## Task objective
Give back the line that contains "Can you find the layered" and every following line, exactly as they appear, through the end of the data.

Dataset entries
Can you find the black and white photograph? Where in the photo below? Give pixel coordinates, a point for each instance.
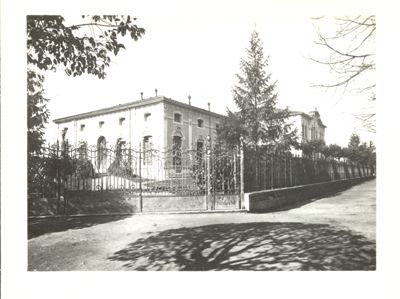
(175, 136)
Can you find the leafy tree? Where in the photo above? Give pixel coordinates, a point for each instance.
(351, 58)
(38, 113)
(79, 48)
(258, 120)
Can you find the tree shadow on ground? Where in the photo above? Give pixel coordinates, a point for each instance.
(250, 246)
(41, 226)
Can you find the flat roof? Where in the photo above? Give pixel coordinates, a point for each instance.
(140, 103)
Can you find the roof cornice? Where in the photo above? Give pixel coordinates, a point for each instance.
(126, 106)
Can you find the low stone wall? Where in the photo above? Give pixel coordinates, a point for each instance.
(106, 202)
(285, 198)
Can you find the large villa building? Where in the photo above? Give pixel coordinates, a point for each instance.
(162, 123)
(157, 122)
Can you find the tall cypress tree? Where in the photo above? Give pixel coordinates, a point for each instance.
(257, 119)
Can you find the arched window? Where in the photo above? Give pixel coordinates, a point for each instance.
(178, 118)
(82, 151)
(147, 147)
(177, 153)
(119, 150)
(101, 154)
(199, 151)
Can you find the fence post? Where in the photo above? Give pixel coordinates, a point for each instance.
(272, 172)
(241, 198)
(58, 177)
(140, 179)
(208, 167)
(290, 172)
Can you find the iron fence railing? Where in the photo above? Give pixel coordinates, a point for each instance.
(270, 171)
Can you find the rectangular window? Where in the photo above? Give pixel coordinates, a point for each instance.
(177, 153)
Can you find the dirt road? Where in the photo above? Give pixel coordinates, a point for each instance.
(335, 233)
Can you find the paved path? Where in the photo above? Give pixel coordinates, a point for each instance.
(335, 233)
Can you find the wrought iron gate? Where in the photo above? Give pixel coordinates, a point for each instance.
(175, 179)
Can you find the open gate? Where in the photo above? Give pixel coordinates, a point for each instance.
(152, 180)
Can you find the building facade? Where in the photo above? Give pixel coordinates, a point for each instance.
(156, 122)
(309, 126)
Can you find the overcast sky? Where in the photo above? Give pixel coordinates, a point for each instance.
(189, 49)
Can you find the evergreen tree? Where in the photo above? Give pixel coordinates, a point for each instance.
(258, 120)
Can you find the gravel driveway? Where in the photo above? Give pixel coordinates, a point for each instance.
(334, 233)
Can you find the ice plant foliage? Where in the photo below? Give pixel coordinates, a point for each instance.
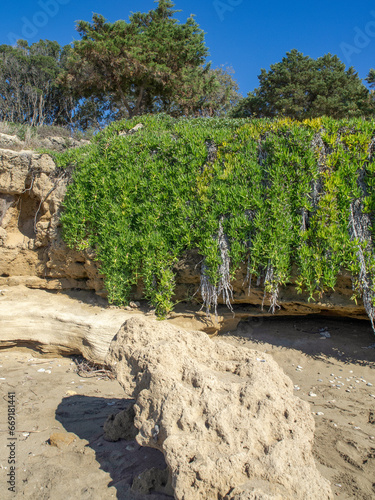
(269, 193)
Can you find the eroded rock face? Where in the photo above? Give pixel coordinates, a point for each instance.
(32, 252)
(225, 417)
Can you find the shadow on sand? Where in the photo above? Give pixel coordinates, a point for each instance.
(123, 460)
(348, 340)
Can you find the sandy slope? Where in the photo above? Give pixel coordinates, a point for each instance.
(92, 468)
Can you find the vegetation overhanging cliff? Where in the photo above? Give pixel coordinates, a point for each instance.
(269, 193)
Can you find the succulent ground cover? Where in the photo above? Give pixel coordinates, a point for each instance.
(270, 193)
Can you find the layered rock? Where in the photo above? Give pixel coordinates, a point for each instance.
(32, 252)
(225, 417)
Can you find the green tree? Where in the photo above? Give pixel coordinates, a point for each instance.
(301, 87)
(150, 62)
(28, 90)
(371, 78)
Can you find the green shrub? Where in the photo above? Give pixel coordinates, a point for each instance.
(268, 193)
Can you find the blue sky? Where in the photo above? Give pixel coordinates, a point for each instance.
(244, 34)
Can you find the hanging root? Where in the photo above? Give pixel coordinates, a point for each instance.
(210, 293)
(271, 286)
(359, 224)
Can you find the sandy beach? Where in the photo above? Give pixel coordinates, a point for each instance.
(60, 451)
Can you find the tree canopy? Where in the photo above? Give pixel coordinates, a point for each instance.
(300, 87)
(28, 89)
(151, 63)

## Exercise result
Can you find the layered rock? Where in the photo above? Give pixel coordinates, a point for each instance.
(32, 252)
(225, 417)
Can you find the green tree? Where in the photo above? Give pixel coordinates, a point for each instance.
(301, 87)
(150, 62)
(28, 90)
(371, 78)
Can you find the green shrub? Where in the photo above? Give pixel coordinates, a point for each instance.
(268, 193)
Can you find the blue sky? Where in the photo above? Give pixel coordinates, a point for each instance.
(244, 34)
Can you find the hanging root? Where in the photo above? Give pixel coordinates, a point for each instance.
(210, 293)
(271, 286)
(359, 224)
Can you find the sandy beach? Where in the photo above? Give pixel coordinates, a point for each instance.
(60, 451)
Can you find the tree canopy? Where in the photo above? Give pixel coordinates, a point for each instance.
(300, 87)
(28, 89)
(151, 63)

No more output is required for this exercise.